====== Reading passage ======

The Name Behind the Street – Field Marshal Edmund Allenby

Naming one of Tel Aviv’s main streets after Field Marshal Edmund Henry Hynman Allenby was an obvious choice

By Tsvi Sadan | | Topics: The Name Behind the Street
Bustling Allenby Street in the heart of Tel Aviv. Photo: Liron Almog/Flash90

In its early days, the fledgling city of Tel Aviv under the Ottomans designated streets by number, but that wasn’t much help as the city grew. So, for example, the first street in this series, Gruzenberg, was initially labeled as Street No. 13. Allenby Street, which we are looking at today, was Street No. 4. By the mid-1920s there were about 170 streets, and the number system agitated both the residents of the city and the British Mandate officials, who couldn’t make heads or tails of these numbers.

The letter instructing the Tel Aviv City Council to name its streets, signed by John Campbell. Photo: Tsvi Sadan. Courtesy of Tel Aviv Municipality Archive

So, on January 1925, the Governorate of Jaffa instructed the city council to form a street-naming committee. It also instructed the council that street signs would be written in Hebrew, English and Arabic. Arabic was dropped, but later reinstituted in a 2002 decision by the Supreme Court (the significance of this  is great, but can’t be discussed here).

======

▸ How to complete this task:
In the article about the name behind Allenby Street, what number was Allenby Street given under the early numbering system?

====== Recorded information ======

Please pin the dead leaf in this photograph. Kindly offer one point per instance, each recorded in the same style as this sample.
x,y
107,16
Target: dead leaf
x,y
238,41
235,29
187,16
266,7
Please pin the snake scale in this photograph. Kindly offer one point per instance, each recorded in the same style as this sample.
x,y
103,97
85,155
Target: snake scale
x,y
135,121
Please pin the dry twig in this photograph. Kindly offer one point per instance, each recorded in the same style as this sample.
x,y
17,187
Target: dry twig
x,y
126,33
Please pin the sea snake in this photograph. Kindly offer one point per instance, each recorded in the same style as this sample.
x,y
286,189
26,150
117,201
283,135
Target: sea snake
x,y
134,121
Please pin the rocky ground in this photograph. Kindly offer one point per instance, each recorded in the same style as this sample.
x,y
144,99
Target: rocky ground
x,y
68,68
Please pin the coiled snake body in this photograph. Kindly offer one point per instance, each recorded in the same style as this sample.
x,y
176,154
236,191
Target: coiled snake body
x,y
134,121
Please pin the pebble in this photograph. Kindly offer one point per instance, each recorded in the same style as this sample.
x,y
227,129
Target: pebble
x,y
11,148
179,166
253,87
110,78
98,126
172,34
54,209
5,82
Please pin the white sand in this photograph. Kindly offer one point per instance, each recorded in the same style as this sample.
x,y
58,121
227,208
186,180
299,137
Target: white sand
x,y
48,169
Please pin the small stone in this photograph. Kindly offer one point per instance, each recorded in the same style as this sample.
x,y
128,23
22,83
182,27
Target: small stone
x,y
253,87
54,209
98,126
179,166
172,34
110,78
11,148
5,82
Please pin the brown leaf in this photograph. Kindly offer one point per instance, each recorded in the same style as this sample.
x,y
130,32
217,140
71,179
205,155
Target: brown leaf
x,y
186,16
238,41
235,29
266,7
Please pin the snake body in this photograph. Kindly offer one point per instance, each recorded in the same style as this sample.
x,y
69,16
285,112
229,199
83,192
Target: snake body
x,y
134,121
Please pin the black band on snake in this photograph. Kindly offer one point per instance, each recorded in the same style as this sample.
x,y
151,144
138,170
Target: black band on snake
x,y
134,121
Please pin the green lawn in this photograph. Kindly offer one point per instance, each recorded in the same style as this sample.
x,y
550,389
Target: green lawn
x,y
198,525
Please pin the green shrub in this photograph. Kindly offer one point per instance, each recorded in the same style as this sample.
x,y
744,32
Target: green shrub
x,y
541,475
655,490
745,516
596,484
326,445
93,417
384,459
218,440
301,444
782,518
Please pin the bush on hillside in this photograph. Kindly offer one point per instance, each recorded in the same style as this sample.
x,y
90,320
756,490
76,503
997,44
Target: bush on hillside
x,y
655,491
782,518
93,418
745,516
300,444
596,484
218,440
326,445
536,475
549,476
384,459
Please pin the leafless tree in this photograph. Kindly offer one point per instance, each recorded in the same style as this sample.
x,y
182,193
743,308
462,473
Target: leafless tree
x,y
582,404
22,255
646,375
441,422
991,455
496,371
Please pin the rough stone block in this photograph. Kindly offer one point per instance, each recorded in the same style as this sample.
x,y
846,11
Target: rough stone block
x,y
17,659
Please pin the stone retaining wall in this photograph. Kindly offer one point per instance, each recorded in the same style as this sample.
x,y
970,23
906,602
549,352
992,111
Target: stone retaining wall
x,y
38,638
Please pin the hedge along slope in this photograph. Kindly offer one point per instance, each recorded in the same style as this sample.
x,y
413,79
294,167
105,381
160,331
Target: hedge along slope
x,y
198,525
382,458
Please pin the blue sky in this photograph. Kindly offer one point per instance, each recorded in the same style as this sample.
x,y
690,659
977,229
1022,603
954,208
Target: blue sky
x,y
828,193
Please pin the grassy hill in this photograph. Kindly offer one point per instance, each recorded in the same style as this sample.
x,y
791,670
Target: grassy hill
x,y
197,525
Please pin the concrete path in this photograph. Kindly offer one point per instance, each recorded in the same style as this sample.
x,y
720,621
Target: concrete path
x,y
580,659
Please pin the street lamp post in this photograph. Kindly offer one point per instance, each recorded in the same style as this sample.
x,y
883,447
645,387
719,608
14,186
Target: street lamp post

======

▸ Reply to the exercise:
Street No. 4